DOCUMENT.
<<<<
Subject: [PATCH v8 12/14] KVM: TDX: Implement merge pages into a large page

From: Isaku Yamahata <[email protected]>

Implement merge_private_stp callback.

Signed-off-by: Isaku Yamahata <[email protected]>
---
v7:
- Fix subject, x86/tdp_mmu => TDX
- comment: use ulink instead of free for clarity

v6:
- repeat TDH.MEM.PAGE.PROMOTE() on TDX_INTERRUPTED_RESTARTABLE

Signed-off-by: Isaku Yamahata <[email protected]>
---
arch/x86/kvm/vmx/tdx.c | 74 ++++++++++++++++++++++++++++++++++++
arch/x86/kvm/vmx/tdx_arch.h | 1 +
arch/x86/kvm/vmx/tdx_errno.h | 2 +
arch/x86/kvm/vmx/tdx_ops.h | 11 ++++++
4 files changed, 88 insertions(+)

diff --git a/arch/x86/kvm/vmx/tdx.c b/arch/x86/kvm/vmx/tdx.c
index 88af64658a9c..5b4d94a6c6e2 100644
--- a/arch/x86/kvm/vmx/tdx.c
+++ b/arch/x86/kvm/vmx/tdx.c
@@ -1674,6 +1674,51 @@ static int tdx_sept_split_private_spt(struct kvm *kvm, gfn_t gfn,
return 0;
}

+static int tdx_sept_merge_private_spt(struct kvm *kvm, gfn_t gfn,
+ enum pg_level level, void *private_spt)
+{
+ int tdx_level = pg_level_to_tdx_sept_level(level);
+ struct kvm_tdx *kvm_tdx = to_kvm_tdx(kvm);
+ struct tdx_module_args out;
+ gpa_t gpa = gfn_to_gpa(gfn) & KVM_HPAGE_MASK(level);
+ u64 err;
+
+ /* See comment in tdx_sept_set_private_spte() */
+ do {
+ err = tdh_mem_page_promote(kvm_tdx->tdr_pa, gpa, tdx_level, &out);
+ } while (err == TDX_INTERRUPTED_RESTARTABLE);
+ if (unlikely(err == TDX_ERROR_SEPT_BUSY))
+ return -EAGAIN;
+ if (unlikely(err == (TDX_EPT_INVALID_PROMOTE_CONDITIONS |
+ TDX_OPERAND_ID_RCX)))
+ /*
+ * Some pages are accepted, some pending. Need to wait for TD
+ * to accept all pages. Tell it the caller.
+ */
+ return -EAGAIN;
+ if (KVM_BUG_ON(err, kvm)) {
+ pr_tdx_error(TDH_MEM_PAGE_PROMOTE, err, &out);
+ return -EIO;
+ }
+ WARN_ON_ONCE(out.rcx != __pa(private_spt));
+
+ /*
+ * TDH.MEM.PAGE.PROMOTE unlinks the Secure-EPT page for the lower level.
+ * Flush cache for reuse.
>>>>
EXERCISE. Extend the TDX page-merge patch from the point where it stops.

(Excerpt from a dataset)
<<<<
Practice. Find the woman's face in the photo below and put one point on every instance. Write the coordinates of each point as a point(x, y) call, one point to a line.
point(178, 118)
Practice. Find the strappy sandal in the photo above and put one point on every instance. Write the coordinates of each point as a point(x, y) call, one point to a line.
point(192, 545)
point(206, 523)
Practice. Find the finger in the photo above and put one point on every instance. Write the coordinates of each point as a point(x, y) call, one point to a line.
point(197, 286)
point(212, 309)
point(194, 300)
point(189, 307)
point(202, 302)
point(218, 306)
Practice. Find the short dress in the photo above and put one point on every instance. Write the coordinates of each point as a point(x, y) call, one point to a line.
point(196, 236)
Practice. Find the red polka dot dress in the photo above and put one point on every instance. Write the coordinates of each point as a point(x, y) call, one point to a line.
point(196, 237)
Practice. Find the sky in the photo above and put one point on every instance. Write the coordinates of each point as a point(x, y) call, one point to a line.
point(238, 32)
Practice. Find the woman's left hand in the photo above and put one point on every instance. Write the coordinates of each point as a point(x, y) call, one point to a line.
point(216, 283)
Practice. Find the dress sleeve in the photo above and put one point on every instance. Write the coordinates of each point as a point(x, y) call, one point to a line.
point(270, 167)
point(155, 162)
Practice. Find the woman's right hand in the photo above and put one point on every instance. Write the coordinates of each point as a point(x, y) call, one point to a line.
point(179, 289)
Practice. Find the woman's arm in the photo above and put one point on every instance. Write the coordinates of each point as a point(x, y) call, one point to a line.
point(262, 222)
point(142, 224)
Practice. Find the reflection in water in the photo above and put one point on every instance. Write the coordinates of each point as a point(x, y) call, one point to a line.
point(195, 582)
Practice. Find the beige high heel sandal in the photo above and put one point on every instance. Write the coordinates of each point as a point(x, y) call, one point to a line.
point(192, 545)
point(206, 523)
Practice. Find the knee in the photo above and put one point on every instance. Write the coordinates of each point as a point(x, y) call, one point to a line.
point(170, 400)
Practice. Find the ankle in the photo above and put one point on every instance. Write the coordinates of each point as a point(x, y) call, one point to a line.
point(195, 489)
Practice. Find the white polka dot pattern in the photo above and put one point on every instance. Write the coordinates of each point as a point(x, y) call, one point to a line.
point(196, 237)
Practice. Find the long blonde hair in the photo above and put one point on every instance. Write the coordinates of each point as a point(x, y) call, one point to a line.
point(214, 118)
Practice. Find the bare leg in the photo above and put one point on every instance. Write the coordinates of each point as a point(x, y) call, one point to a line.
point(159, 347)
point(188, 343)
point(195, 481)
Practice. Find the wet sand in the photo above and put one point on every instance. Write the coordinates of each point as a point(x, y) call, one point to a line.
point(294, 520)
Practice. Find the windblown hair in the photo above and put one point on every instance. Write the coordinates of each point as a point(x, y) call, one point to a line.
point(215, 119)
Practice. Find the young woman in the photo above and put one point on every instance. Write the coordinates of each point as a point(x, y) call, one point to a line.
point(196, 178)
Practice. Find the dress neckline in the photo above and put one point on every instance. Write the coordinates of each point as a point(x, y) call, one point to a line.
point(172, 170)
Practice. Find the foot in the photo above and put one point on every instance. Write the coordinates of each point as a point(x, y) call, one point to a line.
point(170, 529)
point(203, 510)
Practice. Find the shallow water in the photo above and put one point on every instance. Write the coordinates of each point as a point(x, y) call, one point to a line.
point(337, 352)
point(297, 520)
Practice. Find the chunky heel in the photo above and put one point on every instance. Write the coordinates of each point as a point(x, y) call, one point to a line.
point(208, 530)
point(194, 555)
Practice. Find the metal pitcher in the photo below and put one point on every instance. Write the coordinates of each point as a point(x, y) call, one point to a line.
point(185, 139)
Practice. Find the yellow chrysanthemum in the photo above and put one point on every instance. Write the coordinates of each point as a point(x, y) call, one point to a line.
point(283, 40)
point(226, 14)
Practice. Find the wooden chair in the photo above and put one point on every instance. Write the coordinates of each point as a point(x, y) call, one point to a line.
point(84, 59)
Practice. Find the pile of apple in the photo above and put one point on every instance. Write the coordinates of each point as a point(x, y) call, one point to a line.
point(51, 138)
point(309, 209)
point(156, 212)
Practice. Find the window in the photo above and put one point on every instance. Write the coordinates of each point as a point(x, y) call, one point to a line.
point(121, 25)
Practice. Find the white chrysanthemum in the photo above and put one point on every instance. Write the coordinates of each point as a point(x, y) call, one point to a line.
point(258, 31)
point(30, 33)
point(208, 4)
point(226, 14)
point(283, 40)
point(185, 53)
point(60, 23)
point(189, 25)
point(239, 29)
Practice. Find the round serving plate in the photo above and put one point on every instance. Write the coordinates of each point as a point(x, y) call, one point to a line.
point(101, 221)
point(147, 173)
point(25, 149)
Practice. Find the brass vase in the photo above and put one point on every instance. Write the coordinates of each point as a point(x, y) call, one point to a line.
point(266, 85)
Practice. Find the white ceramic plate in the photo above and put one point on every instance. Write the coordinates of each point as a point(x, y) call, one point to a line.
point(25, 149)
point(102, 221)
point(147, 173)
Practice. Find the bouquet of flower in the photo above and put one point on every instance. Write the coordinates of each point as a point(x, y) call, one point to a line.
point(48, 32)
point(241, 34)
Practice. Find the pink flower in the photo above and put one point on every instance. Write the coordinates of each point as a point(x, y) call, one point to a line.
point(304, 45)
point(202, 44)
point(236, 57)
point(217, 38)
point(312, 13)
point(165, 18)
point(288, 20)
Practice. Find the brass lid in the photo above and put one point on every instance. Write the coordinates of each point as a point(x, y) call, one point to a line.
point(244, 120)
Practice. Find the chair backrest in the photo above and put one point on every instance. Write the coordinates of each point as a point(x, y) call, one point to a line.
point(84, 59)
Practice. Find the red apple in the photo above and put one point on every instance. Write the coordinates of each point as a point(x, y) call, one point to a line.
>>>>
REPLY TO THE EXERCISE.
+ */
+ do {
+ err = tdh_phymem_page_wbinvd(set_hkid_to_hpa(__pa(private_spt),
+ to_kvm_tdx(kvm)->hkid));
+ } while (unlikely(err == (TDX_OPERAND_BUSY | TDX_OPERAND_ID_RCX)));
+ if (WARN_ON_ONCE(err)) {
+ pr_tdx_error(TDH_PHYMEM_PAGE_WBINVD, err, NULL);
+ return -EIO;
+ }
+
+ tdx_clear_page(__pa(private_spt), PAGE_SIZE);
+ return 0;
+}
+
static int tdx_sept_zap_private_spte(struct kvm *kvm, gfn_t gfn,
enum pg_level level)
{
@@ -1770,6 +1815,33 @@ static void tdx_track(struct kvm *kvm)

}

+static int tdx_sept_unzap_private_spte(struct kvm *kvm, gfn_t gfn,
+ enum pg_level level)
+{
+ int tdx_level = pg_level_to_tdx_sept_level(level);
+ struct kvm_tdx *kvm_tdx = to_kvm_tdx(kvm);
+ gpa_t gpa = gfn_to_gpa(gfn) & KVM_HPAGE_MASK(level);
+ struct tdx_module_args out;
+ u64 err;
+
+ do {
+ err = tdh_mem_range_unblock(kvm_tdx->tdr_pa, gpa, tdx_level, &out);
+
+ /*
+ * tdh_mem_range_block() is accompanied with tdx_track() via kvm
+ * remote tlb flush. Wait for the caller of
+ * tdh_mem_range_block() to complete TDX track.
+ */
+ } while (err == (TDX_TLB_TRACKING_NOT_DONE | TDX_OPERAND_ID_SEPT));
+ if (unlikely(err == TDX_ERROR_SEPT_BUSY))
+ return -EAGAIN;
+ if (KVM_BUG_ON(err, kvm)) {
+ pr_tdx_error(TDH_MEM_RANGE_UNBLOCK, err, &out);
+ return -EIO;
+ }
+ return 0;
+}
+
static int tdx_sept_free_private_spt(struct kvm *kvm, gfn_t gfn,
enum pg_level level, void *private_spt)
{
@@ -3331,9 +3403,11 @@ int __init tdx_hardware_setup(struct kvm_x86_ops *x86_ops)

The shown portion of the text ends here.